* _Passage for review_
+++

FICTION: So What If I'm BrokenBy Anna McPartlin Poolbeg, 328pp, €12.99
AT THE heart of Anna McPartlin’s gripping new novel is a woman who isn’t there. Alexandra Kavanagh disappears without a trace shortly after leaving Dalkey Dart station on a summer afternoon. She was on her way to collect tickets for a gig by her favourite musician, Jack Lukeman (the real performer, better known to the general public as Jack L). After she vanishes, her devastated husband, Tom, devotes himself to finding out what happened to his beloved wife.
Then, during a power cut at a Jack L concert where he plans to hand out flyers, Tom finds himself trapped in a lift with three strangers: Jane, an art dealer and single mother of a teenage son; her charismatic artist sister, Elle; and Leslie, a web designer who has withdrawn from the world since losing her entire family to cancer. It turns out Jane and Alexandra were best friends as teenagers, and the three women find themselves helping Tom in his quest. As the trio’s friendship grows and they try to come to terms with the loss of Alexandra, they’re forced to confront their pasts, and face futures that are very different to the ones they imagined a short time ago.

+++

* _Exercise data_
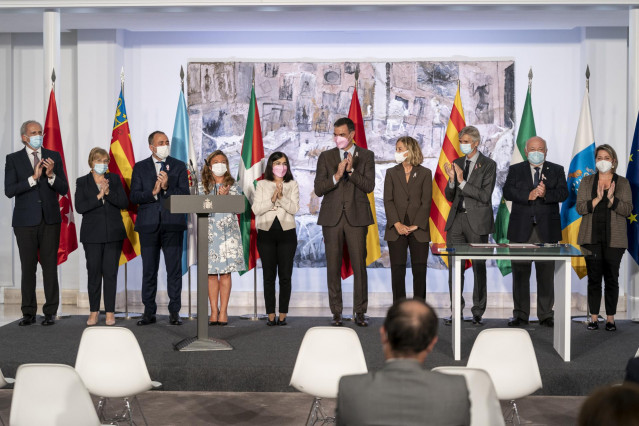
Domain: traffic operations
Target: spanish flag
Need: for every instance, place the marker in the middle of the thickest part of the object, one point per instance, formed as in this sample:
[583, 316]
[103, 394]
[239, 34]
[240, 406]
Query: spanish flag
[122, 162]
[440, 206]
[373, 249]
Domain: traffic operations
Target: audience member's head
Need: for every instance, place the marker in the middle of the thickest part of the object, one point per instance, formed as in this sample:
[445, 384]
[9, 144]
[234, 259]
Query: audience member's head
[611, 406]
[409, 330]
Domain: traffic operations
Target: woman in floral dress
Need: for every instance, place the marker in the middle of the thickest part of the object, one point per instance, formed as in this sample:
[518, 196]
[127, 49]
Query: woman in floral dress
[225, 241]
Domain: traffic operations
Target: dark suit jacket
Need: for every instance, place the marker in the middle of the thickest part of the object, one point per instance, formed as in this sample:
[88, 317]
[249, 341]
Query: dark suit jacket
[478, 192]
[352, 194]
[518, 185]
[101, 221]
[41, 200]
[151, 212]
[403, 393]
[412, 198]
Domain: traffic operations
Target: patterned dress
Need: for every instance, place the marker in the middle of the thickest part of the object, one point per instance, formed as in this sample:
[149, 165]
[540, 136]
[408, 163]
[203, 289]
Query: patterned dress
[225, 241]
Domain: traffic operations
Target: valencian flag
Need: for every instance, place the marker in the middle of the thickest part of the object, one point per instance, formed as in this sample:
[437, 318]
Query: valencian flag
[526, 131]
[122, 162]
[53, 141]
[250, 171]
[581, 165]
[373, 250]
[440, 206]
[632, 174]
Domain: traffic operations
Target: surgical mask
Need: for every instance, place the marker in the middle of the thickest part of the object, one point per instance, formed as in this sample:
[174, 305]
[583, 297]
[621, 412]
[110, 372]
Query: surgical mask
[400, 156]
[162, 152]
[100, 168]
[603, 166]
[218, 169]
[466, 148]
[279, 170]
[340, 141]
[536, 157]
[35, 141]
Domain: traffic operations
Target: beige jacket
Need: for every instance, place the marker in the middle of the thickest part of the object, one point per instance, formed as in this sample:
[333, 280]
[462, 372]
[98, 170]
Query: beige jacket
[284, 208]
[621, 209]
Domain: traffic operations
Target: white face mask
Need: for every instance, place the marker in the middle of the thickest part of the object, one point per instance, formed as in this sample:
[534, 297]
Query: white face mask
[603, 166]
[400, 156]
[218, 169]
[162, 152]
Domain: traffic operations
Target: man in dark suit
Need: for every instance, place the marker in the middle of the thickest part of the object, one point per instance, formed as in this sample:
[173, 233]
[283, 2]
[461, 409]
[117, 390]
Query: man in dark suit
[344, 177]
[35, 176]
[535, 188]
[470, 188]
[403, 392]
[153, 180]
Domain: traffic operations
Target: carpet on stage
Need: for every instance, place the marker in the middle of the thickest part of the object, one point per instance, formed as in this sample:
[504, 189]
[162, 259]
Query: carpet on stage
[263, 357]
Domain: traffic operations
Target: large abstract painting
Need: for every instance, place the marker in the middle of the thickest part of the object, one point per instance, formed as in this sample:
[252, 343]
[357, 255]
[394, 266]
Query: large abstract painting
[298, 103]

+++

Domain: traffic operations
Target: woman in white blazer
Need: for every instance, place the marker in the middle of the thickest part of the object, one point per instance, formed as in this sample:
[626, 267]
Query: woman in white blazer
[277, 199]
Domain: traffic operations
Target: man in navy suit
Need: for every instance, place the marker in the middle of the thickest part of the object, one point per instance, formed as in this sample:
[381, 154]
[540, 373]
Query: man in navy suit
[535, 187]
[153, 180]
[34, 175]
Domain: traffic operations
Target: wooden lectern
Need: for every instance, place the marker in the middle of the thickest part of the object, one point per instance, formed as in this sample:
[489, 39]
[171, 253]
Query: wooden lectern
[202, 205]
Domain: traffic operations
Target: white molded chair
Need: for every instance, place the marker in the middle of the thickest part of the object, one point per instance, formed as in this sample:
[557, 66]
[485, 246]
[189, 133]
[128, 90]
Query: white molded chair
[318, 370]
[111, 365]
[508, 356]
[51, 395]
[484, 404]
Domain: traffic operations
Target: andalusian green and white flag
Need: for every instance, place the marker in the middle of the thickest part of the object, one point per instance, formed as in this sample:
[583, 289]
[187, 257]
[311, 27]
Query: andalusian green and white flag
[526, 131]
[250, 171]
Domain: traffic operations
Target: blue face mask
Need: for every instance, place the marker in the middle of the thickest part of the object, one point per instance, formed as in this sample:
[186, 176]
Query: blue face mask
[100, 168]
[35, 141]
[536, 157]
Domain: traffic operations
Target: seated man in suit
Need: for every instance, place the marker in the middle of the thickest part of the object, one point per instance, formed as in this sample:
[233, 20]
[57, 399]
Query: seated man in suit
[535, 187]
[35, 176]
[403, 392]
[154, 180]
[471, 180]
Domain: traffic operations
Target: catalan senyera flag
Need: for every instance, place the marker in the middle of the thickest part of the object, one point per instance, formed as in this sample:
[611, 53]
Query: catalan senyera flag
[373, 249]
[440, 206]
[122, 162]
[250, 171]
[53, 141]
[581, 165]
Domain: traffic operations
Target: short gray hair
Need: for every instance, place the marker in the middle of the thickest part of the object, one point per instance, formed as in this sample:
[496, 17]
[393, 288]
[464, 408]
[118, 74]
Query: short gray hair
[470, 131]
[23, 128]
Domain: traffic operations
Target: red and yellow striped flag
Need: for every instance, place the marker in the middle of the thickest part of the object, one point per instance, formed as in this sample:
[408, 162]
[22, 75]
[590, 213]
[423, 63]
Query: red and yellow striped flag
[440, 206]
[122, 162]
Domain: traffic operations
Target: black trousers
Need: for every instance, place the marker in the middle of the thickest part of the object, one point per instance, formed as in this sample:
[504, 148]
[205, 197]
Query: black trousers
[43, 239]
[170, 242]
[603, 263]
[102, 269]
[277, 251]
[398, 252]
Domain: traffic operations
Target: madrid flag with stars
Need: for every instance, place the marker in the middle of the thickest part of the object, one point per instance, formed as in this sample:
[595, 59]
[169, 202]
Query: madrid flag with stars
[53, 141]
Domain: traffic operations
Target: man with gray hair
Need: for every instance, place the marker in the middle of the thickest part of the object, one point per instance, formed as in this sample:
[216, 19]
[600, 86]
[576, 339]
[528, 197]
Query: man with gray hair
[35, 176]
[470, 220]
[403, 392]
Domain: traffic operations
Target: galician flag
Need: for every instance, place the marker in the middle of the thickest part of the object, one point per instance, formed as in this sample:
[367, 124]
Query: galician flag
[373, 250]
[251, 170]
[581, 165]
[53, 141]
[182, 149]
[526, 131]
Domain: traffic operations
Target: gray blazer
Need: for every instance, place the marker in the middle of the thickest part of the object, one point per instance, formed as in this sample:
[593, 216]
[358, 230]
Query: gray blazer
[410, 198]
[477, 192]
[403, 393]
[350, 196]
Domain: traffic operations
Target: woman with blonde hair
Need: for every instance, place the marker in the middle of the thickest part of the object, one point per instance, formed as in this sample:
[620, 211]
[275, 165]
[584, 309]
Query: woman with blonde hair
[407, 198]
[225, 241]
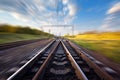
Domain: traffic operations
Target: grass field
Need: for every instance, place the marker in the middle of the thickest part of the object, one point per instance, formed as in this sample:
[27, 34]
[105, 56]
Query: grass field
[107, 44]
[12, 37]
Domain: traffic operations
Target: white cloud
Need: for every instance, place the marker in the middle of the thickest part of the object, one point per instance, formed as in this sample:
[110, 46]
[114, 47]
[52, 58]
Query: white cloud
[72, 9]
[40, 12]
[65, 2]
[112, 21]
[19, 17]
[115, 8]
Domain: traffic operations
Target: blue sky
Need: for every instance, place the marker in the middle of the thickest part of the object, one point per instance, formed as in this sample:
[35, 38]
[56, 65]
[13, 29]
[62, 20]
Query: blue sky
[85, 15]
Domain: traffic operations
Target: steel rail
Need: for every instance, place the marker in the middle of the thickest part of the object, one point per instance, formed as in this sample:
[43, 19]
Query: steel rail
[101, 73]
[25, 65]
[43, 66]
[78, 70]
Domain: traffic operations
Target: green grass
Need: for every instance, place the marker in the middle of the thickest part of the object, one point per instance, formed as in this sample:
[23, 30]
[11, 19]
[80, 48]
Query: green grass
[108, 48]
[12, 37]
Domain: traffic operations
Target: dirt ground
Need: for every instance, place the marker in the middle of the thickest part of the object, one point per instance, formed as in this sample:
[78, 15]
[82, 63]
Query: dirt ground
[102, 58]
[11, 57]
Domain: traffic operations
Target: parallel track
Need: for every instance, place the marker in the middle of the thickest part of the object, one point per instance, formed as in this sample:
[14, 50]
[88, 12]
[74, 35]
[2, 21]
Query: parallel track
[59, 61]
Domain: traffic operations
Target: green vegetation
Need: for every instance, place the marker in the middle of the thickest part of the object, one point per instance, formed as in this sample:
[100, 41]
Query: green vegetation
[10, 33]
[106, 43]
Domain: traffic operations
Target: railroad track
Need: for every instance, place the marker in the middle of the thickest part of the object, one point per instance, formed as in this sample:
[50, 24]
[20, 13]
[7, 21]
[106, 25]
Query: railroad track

+++

* _List of tasks_
A - In the review of So What If I'm Broken, copy the passage between "FICTION: So What" and "his beloved wife.", inclusive, word for word.
B - In the review of So What If I'm Broken, what is Leslie's line of work?
C - Continue the review of So What If I'm Broken from its final sentence.

* _Answer set_
A -
FICTION: So What If I'm BrokenBy Anna McPartlin Poolbeg, 328pp, €12.99
AT THE heart of Anna McPartlin’s gripping new novel is a woman who isn’t there. Alexandra Kavanagh disappears without a trace shortly after leaving Dalkey Dart station on a summer afternoon. She was on her way to collect tickets for a gig by her favourite musician, Jack Lukeman (the real performer, better known to the general public as Jack L). After she vanishes, her devastated husband, Tom, devotes himself to finding out what happened to his beloved wife.

B - Leslie is a web designer.

C -
So What If I'm Brokenis a very likable book. The characters are well-drawn and sympathetic, and their development is convincingly drawn; Leslie's transformation from borderline recluse to a woman re-engaged with the world could have been trite, but McPartlin makes it work. Elle is an impressive depiction of someone with bipolar disorder – she's funny and charming, but when depression hits it's anything but romantic. The one exception is Jane and Elle's mother, Rose. She's clearly meant to be a hilariously cantankerous old bat, like Coronation Street's glorious Blanche, but she merely comes across as an unpleasant drunk.
Jack L’s music and the musician himself are recurring themes throughout the book which is, I think, a mistake; the fact that McPartlin and Lukeman are real-life friends makes the constant paeans of praise faintly embarrassing, and those who remain immune to his music are unlikely to be convinced by this gushing tribute. McPartlin also needs more editing. The writing is often sloppy and in some cases painfully overwrought; at one stage, a garda “queries as to whether [Jane] was all right”. What’s wrong with “asked”?
But McPartlin writes about loss and illness, both mental and physical, with insight and compassion, and So What If I'm Brokenis enormously readable, funny and emotionally engaging. It ends on an optimistic but convincing note, and bodes well for McPartlin's future as an author.